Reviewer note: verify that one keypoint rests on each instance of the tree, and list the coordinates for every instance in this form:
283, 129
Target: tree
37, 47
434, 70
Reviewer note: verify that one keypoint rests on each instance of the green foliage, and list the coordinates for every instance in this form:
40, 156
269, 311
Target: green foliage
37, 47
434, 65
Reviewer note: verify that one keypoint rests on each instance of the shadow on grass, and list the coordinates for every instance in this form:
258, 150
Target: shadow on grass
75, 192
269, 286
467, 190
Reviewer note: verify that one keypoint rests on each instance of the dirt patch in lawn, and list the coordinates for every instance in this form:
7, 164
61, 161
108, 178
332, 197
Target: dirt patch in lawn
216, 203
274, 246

...

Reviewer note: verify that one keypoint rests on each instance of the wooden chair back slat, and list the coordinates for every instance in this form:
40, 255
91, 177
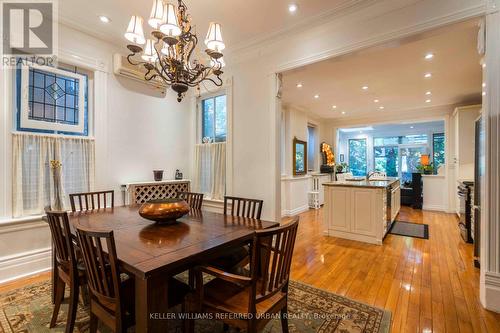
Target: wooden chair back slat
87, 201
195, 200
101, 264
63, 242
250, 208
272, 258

---

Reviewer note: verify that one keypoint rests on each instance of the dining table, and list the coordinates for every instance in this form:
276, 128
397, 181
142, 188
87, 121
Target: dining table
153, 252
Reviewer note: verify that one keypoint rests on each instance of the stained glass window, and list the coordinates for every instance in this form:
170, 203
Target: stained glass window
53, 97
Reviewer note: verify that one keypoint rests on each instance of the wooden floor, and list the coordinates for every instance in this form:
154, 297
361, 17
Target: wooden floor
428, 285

Your instructions ::
State how many lines in the records above contain the string "Target", treating uppercase and lowercase as different, and reply with only that number.

Solved problem ::
8